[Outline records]
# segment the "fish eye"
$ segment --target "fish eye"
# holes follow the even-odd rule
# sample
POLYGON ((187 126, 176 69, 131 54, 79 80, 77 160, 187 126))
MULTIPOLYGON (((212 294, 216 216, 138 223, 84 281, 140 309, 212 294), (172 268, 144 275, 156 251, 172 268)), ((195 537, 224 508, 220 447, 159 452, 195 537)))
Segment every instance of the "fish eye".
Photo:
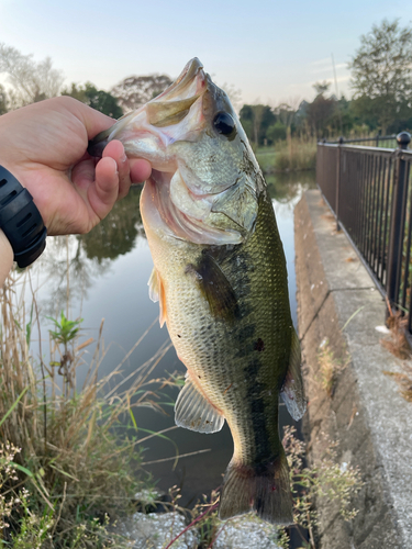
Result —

## YOUR TASK
Quote all of the material above verbatim, line for line, and leave out the pictures.

## COMPLETE OUTPUT
# segment the "fish eye"
$ segment --target "fish eye"
# holes follow the even-odd rule
# sample
POLYGON ((187 126, 176 69, 131 54, 79 80, 77 160, 187 126))
MULTIPOLYGON (((212 294, 216 216, 138 223, 84 281, 140 309, 212 294), (172 268, 144 275, 156 251, 172 268)), ((195 537, 224 508, 220 447, 159 452, 195 537)))
Segment every instance of the "fish eye".
Photo:
Result —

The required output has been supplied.